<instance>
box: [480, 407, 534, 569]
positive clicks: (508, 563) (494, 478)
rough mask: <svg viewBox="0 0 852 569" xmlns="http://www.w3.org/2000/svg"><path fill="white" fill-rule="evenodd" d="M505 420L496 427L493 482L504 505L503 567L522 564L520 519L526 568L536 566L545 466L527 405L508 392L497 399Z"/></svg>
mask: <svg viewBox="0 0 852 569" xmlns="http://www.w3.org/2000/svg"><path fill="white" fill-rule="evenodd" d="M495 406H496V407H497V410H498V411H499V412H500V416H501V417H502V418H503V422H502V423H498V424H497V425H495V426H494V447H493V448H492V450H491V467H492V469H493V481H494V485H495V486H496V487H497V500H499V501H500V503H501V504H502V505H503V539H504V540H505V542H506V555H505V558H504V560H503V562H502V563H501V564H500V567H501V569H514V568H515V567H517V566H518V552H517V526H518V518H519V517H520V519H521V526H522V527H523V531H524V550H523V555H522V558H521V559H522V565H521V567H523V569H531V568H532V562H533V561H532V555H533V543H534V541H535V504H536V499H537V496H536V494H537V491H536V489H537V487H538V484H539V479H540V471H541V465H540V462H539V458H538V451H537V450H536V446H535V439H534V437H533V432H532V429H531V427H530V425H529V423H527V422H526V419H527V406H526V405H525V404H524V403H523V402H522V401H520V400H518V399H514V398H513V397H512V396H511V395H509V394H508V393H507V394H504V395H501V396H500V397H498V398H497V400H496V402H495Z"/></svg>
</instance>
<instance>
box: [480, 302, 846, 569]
● ● ● ●
= EXERCISE DIRECTIONS =
Copy all data exactly, start to finish.

= ANSWER BOX =
<instance>
box: [480, 407, 534, 569]
positive clicks: (508, 563) (494, 478)
rough mask: <svg viewBox="0 0 852 569" xmlns="http://www.w3.org/2000/svg"><path fill="white" fill-rule="evenodd" d="M505 420L496 427L493 482L504 505L503 567L522 564L520 519L526 568L536 566L545 466L527 405L508 392L497 399Z"/></svg>
mask: <svg viewBox="0 0 852 569" xmlns="http://www.w3.org/2000/svg"><path fill="white" fill-rule="evenodd" d="M495 406H496V407H497V410H498V411H499V412H500V416H501V417H502V418H503V422H502V423H498V424H497V425H495V426H494V447H493V448H492V450H491V467H492V469H493V481H494V485H495V486H496V487H497V500H499V501H500V503H501V504H502V505H503V539H504V540H505V542H506V555H505V558H504V560H503V562H502V563H501V564H500V567H501V569H514V568H515V567H517V566H518V552H517V526H518V518H519V517H520V519H521V526H522V527H523V531H524V550H523V555H522V558H521V559H522V565H521V567H523V569H531V568H532V562H533V561H532V555H533V543H534V541H535V504H536V499H537V496H536V494H537V491H536V489H537V487H538V484H539V479H540V471H541V465H540V462H539V458H538V451H537V450H536V446H535V439H534V437H533V432H532V429H531V427H530V425H529V423H527V422H526V419H527V406H526V405H525V404H524V403H523V402H522V401H520V400H518V399H514V398H513V397H512V396H511V395H509V394H508V393H507V394H504V395H501V396H500V397H498V398H497V400H496V402H495Z"/></svg>
</instance>
<instance>
box: [480, 302, 846, 569]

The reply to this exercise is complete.